What you should do
Please restate the following records word for word.

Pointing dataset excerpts

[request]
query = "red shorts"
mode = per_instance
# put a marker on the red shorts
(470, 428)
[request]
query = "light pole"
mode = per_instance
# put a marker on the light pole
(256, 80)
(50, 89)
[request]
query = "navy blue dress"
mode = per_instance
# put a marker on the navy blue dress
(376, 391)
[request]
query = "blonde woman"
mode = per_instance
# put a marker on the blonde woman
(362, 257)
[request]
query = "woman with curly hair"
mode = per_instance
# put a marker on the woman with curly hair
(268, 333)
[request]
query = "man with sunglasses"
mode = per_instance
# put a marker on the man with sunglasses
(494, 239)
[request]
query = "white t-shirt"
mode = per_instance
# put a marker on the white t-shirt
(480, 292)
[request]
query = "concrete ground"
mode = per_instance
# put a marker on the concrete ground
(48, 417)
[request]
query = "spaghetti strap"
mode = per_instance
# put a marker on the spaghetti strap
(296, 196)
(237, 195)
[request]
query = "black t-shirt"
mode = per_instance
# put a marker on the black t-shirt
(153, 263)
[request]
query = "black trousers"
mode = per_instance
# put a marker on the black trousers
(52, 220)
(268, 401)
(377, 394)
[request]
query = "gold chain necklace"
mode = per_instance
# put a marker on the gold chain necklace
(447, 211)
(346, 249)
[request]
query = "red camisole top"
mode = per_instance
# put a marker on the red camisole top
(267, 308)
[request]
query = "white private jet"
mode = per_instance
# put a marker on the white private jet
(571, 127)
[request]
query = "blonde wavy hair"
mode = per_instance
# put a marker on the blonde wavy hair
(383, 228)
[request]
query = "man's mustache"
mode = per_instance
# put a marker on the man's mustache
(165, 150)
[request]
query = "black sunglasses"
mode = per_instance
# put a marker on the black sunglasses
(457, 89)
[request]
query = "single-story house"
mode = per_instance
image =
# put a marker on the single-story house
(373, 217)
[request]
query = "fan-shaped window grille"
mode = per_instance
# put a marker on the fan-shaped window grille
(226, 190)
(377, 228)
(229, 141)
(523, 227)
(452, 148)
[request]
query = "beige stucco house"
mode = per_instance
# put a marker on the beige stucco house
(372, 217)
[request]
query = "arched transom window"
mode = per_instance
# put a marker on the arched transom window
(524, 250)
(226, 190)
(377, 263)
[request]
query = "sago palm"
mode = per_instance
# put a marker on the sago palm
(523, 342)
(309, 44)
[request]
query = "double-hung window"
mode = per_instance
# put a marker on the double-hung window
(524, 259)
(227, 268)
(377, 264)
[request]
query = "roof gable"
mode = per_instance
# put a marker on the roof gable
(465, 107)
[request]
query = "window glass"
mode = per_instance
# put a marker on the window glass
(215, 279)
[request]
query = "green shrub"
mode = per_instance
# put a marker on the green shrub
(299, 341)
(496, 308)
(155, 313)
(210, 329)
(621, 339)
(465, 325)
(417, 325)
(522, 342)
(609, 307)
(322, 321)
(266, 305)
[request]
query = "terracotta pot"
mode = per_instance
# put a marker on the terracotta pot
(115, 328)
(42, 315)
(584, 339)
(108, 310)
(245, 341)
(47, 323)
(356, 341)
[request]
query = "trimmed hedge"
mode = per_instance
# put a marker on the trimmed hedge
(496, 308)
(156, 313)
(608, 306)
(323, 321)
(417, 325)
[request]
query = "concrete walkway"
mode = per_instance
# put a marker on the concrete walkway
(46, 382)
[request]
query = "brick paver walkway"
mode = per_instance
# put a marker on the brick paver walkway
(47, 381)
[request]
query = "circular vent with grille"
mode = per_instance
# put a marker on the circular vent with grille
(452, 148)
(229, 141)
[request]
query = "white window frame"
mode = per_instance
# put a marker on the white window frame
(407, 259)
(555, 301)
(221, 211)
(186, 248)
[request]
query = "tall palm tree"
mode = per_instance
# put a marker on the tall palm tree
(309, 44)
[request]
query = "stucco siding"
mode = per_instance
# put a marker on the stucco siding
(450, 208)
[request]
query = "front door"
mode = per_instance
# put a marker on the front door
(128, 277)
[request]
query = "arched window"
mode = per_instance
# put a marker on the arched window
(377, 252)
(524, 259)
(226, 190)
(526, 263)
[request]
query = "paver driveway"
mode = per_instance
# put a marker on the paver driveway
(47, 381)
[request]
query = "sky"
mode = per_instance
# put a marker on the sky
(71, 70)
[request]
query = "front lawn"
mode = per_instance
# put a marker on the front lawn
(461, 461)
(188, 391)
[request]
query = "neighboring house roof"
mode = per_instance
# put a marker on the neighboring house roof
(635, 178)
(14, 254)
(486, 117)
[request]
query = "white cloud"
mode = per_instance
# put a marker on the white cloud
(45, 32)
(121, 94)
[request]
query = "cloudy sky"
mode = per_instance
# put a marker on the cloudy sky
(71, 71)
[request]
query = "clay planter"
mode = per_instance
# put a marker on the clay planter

Exercise result
[request]
query = "red shorts"
mode = per_instance
# put a marker on the red shorts
(470, 428)
[request]
query = "light pole"
mode = per_instance
# put a marker on the light pole
(256, 80)
(50, 89)
[request]
query = "navy blue dress"
mode = per_instance
# put a marker on the navy blue dress
(376, 391)
[request]
query = "blonde woman"
mode = per_instance
# put a marker on the blonde woman
(362, 257)
[request]
query = "woman with curly hair"
mode = per_instance
# put a marker on the woman with curly hair
(268, 333)
[request]
query = "man with sunglasses"
mode = per_instance
# put a marker on the man with sunglasses
(494, 239)
[request]
query = "white t-shirt"
mode = per_instance
# put a marker on the white t-shirt
(480, 292)
[request]
query = "concrete ground"
mode = per_instance
# put a marker on the concrete ground
(48, 417)
[request]
query = "spaghetti strap"
mode = per_instance
# put a marker on the spaghetti strap
(296, 196)
(237, 195)
[request]
query = "black t-shirt"
mode = per_instance
# put a marker on the black t-shirt
(153, 263)
[request]
query = "black trousers"
mode = per_instance
# put a marker on the black trousers
(52, 220)
(268, 401)
(377, 394)
[request]
query = "gold chain necklace"
mode = per_instance
# put a marker on the gold chain necklace
(447, 211)
(346, 249)
[request]
query = "red camisole top"
mode = per_instance
# put a marker on the red camisole top
(267, 308)
[request]
query = "white private jet"
mode = per_instance
# put a marker on the white private jet
(571, 127)
[request]
query = "blonde wavy hair"
mode = per_instance
# put a marker on the blonde wavy hair
(383, 228)
[request]
query = "man's mustache"
mode = per_instance
# put a marker on the man's mustache
(165, 150)
[request]
query = "black sunglasses"
mode = per_instance
# put a marker on the black sunglasses
(457, 89)
[request]
query = "single-story house"
mode = per_instance
image =
# put a marker on the single-story house
(373, 217)
[request]
query = "fan-shaped window grille"
mode = per_instance
# put a marker on the fan-shaped window grille
(226, 190)
(377, 228)
(229, 141)
(523, 227)
(452, 148)
[request]
query = "beige stucco house"
mode = per_instance
# put a marker on the beige stucco house
(372, 217)
[request]
query = "arched transom window"
mode = per_instance
# put a marker on the arched transom window
(524, 250)
(226, 190)
(377, 263)
[request]
query = "sago palm"
mode = per_instance
# put a marker on the sago palm
(523, 342)
(309, 44)
[request]
query = "double-hung window"
mode = per_instance
# put a marker on the double-hung window
(524, 259)
(227, 268)
(377, 264)
[request]
query = "roof gable"
mode = per_instance
# put a marker on the roof gable
(465, 107)
[request]
query = "window glass"
mode = per_instance
# put a marker on the window glass
(215, 279)
[request]
query = "green shrub"
mode = per_instance
# put a marker on the green shrub
(299, 341)
(496, 308)
(155, 313)
(210, 329)
(621, 339)
(465, 325)
(417, 325)
(522, 342)
(609, 307)
(322, 321)
(266, 305)
[request]
query = "terracotta pot"
mode = per_instance
# put a marker on the terracotta pot
(115, 328)
(42, 315)
(584, 339)
(108, 310)
(245, 341)
(47, 323)
(356, 341)
[request]
query = "trimmed hedge"
mode = per_instance
# put a marker on the trimmed hedge
(496, 308)
(156, 313)
(608, 306)
(323, 321)
(417, 325)
[request]
query = "concrete walkway"
mode = per_instance
# put a marker on the concrete walkway
(46, 382)
[request]
query = "brick paver walkway"
mode = per_instance
# put a marker on the brick paver walkway
(47, 381)
[request]
query = "circular vent with grille"
mode = per_instance
# put a marker on the circular vent with grille
(452, 148)
(229, 141)
[request]
query = "white window frame"
mode = per_instance
# put a marker on the white window frame
(407, 259)
(555, 301)
(221, 211)
(186, 248)
[request]
query = "tall palm tree"
mode = per_instance
# put a marker on the tall palm tree
(309, 44)
[request]
query = "stucco siding"
mode = per_instance
# put a marker on the stucco siding
(450, 208)
[request]
query = "front door"
mode = per_instance
# put a marker on the front door
(128, 277)
[request]
query = "arched window"
mode = per_instance
# put a marker on the arched window
(377, 252)
(524, 259)
(226, 190)
(526, 263)
[request]
query = "paver driveway"
mode = per_instance
# put a marker on the paver driveway
(47, 381)
[request]
query = "sky"
mode = per_instance
# put a marker on the sky
(71, 70)
[request]
query = "front lawn"
mode = per_instance
# put a marker on the front lawn
(461, 461)
(188, 391)
[request]
query = "neighboring house roof"
mode = per_instance
# put a marker on the neighboring house roof
(635, 178)
(14, 254)
(486, 117)
[request]
query = "white cloud"
mode = per_instance
# put a marker on the white cloud
(45, 32)
(121, 94)
[request]
query = "cloudy sky"
mode = per_instance
# put a marker on the cloudy sky
(71, 71)
[request]
query = "clay planter"
mode = per_instance
# put a marker on the clay planter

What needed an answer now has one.